#### WHAT YOU WILL DO
Word for word, restate the entries below from their first line through the line that contains "TARGET = main landing gear".
==== DATA PROVIDED ====
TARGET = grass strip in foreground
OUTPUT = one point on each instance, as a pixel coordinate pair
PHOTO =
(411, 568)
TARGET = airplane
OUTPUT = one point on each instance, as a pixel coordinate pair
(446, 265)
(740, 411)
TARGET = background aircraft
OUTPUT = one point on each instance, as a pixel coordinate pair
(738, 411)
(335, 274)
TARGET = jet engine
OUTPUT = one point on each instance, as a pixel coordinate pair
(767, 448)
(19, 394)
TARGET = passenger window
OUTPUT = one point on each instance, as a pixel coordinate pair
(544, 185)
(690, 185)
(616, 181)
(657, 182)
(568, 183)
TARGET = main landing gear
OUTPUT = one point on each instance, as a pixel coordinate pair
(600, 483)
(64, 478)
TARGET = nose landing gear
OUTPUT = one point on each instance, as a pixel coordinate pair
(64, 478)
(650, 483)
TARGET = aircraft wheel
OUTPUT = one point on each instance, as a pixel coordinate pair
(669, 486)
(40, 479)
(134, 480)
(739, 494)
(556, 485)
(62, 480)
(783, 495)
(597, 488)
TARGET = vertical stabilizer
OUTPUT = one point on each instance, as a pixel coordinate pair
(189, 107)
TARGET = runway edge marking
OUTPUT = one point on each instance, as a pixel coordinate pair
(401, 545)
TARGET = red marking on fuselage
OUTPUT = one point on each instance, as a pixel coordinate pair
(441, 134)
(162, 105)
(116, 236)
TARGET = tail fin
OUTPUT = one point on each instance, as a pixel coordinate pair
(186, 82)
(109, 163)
====
#### ANSWER TO THIS TASK
TARGET = grass strip in foreground
OUTPUT = one point on each instance, as a pixel coordinate pair
PHOTO =
(411, 568)
TARGET = airplane
OUTPUT = one point on each instance, as a pixel coordinate pair
(446, 265)
(740, 411)
TARGET = background aircraft
OUTPUT = one point on each instance, as a pixel coordinate pair
(738, 411)
(335, 274)
TARGET = jet engine
OUTPUT = one point on each instance, as a pixel coordinate pair
(767, 448)
(19, 394)
TARGET = passenger window
OUTPUT = one point on each instance, as a pixel coordinate pair
(544, 185)
(690, 185)
(616, 181)
(657, 182)
(568, 183)
TARGET = main landing gear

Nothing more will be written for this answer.